● **Tasks to complete**
[1] Answer these about the text on empty domains:
(a) Under Hodges's rule for a bare existential, what kind of name must be used to instantiate it?
(b) Which inference notably fails to be provable in Hodges's system?
(c) What conversation topic does Hodges give as a case where the domain may well be empty?
[2] Carry on the text on empty domains, starting after its final sentence.

● **Given text**

------------------------------------

From wild mathematical universes back to nothing much at all: the question of empty domains in first-order logic. Not that I have anything very insightful to say: but I want to get my mind clearer before committing myself to a line in IFL2.
In his nice book Logic (1977), Wilfrid Hodges introduces a tableau system with the following four rules for dealing with quantifiers. Two rules allow us to push a negation past a quantifier — so given \(\neg\forall x\varphi(x)\) on a branch you add \(\exists x\neg\varphi(x)\), and dually. Then the rules for dealing with bare quantifiers are as follows. Given \(\forall x\varphi(x)\) on a branch, you can add \(\varphi(n)\) for any \(n\) already featured on the branch. While given \(\exists x\varphi(x)\) on a branch, you can add \(\varphi(n)\) for some \(n\) which is not already used on the branch.
Compared with the standard rules for tableaux as in e.g. Jeffrey’s Formal Logic: Its Scope and Limits (1967/1981), Hodges’s quantifier instantiation rules are a tad neater, indeed elegantly symmetric — simply: instantiate universals with old names, existentials with new names.
Using ‘\(\vdash\)’ for provability in Hodges’s system, we notably do not get \(\forall x\varphi(x) \vdash \exists x\varphi(x)\). But that is all to the good, Hodges thinks. That inference fails if we allow the empty domain. “Many logicians add one further derivation rule, which has the effect of decreeing that every domain of quantification has at least one individual in it. From our point of view this would be a mistake. A domain of quantification can perfectly well be empty — as it well may be if the conversation turns to discussing intelligent life on other planets.”

------------------------------------

● **Material provided**
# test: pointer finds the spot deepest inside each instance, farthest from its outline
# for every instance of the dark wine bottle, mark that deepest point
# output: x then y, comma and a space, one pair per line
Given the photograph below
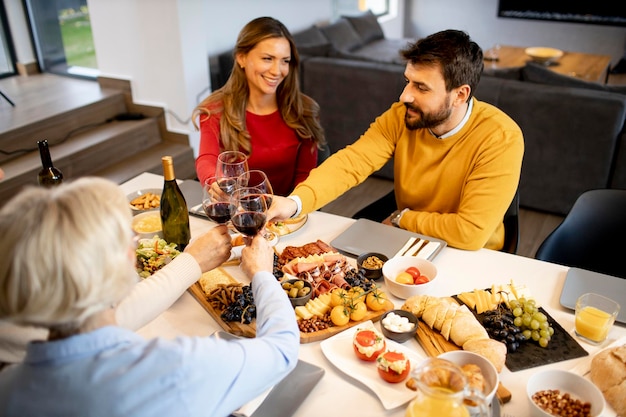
174, 214
49, 175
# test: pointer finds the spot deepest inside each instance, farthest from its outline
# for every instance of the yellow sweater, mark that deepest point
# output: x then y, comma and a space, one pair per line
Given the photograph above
457, 189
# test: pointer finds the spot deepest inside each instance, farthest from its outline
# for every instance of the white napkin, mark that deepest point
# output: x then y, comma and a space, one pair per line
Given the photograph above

------------------------------------

● **Set of answers**
[1]
(a) A name that is not already used on the branch.
(b) The inference from ∀xφ(x) to ∃xφ(x).
(c) Intelligent life on other planets.

[2]
At first blush this is very neat — a more inclusive logic and more elegant rules. What’s not to like? But there’s a price to pay, though. As David Bostock points out in his Intermediate Logic (OUP 1997), in Hodges’s system we do get e.g. \(\forall x\varphi(x) \vdash \varphi(n)\) and \(\varphi(n) \vdash \exists x\varphi(x)\) so transitivity of derivability fails; and there are other nasty effects. Such consequences do seem pretty unhappy. Bostock diagnoses the source of the trouble to be Hodges’s half-way-house position of wanting to accommodate empty domains while his logic requires that names have denotations. Allow empty names too and of course both \(\forall x\varphi(x) \vdash \varphi(n)\) and \(\varphi(n) \vdash \exists x\varphi(x)\) fail, and transitivity can be restored.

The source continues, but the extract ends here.